Work to do.
Copy everything from the line containing "For every instance of the navy" down to the end of the records, substituting "central" for every "innermost" and leaving the rest unchanged.

**** Task material

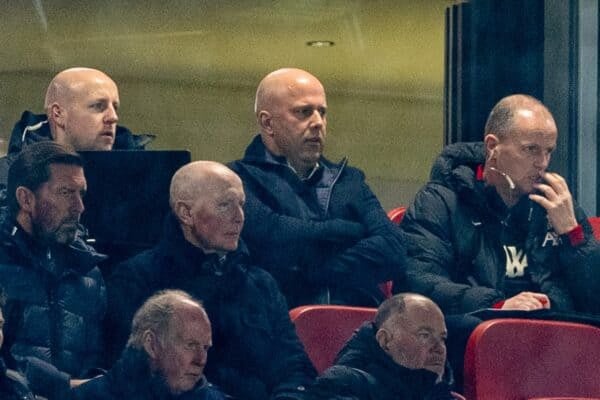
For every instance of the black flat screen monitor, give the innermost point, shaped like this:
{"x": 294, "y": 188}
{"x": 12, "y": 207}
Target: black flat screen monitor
{"x": 128, "y": 195}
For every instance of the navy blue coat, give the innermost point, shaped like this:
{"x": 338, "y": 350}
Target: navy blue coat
{"x": 33, "y": 128}
{"x": 324, "y": 235}
{"x": 131, "y": 379}
{"x": 12, "y": 385}
{"x": 56, "y": 300}
{"x": 256, "y": 353}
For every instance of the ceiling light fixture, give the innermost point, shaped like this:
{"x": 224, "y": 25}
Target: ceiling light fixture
{"x": 320, "y": 43}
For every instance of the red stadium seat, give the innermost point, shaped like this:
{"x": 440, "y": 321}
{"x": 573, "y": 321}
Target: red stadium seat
{"x": 323, "y": 329}
{"x": 395, "y": 215}
{"x": 595, "y": 222}
{"x": 532, "y": 359}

********

The completed task.
For every instance of the navy blue coat, give the central point, shaped like this:
{"x": 338, "y": 350}
Target: navy blue coat
{"x": 33, "y": 128}
{"x": 324, "y": 235}
{"x": 131, "y": 379}
{"x": 12, "y": 385}
{"x": 56, "y": 300}
{"x": 256, "y": 353}
For every instance of the ceiling light fixture, give the central point, shaped like this:
{"x": 224, "y": 25}
Target: ceiling light fixture
{"x": 320, "y": 43}
For every instance of the red stadium seat, give the central point, shaped like this:
{"x": 440, "y": 321}
{"x": 573, "y": 321}
Target: red stadium seat
{"x": 323, "y": 329}
{"x": 395, "y": 215}
{"x": 595, "y": 222}
{"x": 532, "y": 359}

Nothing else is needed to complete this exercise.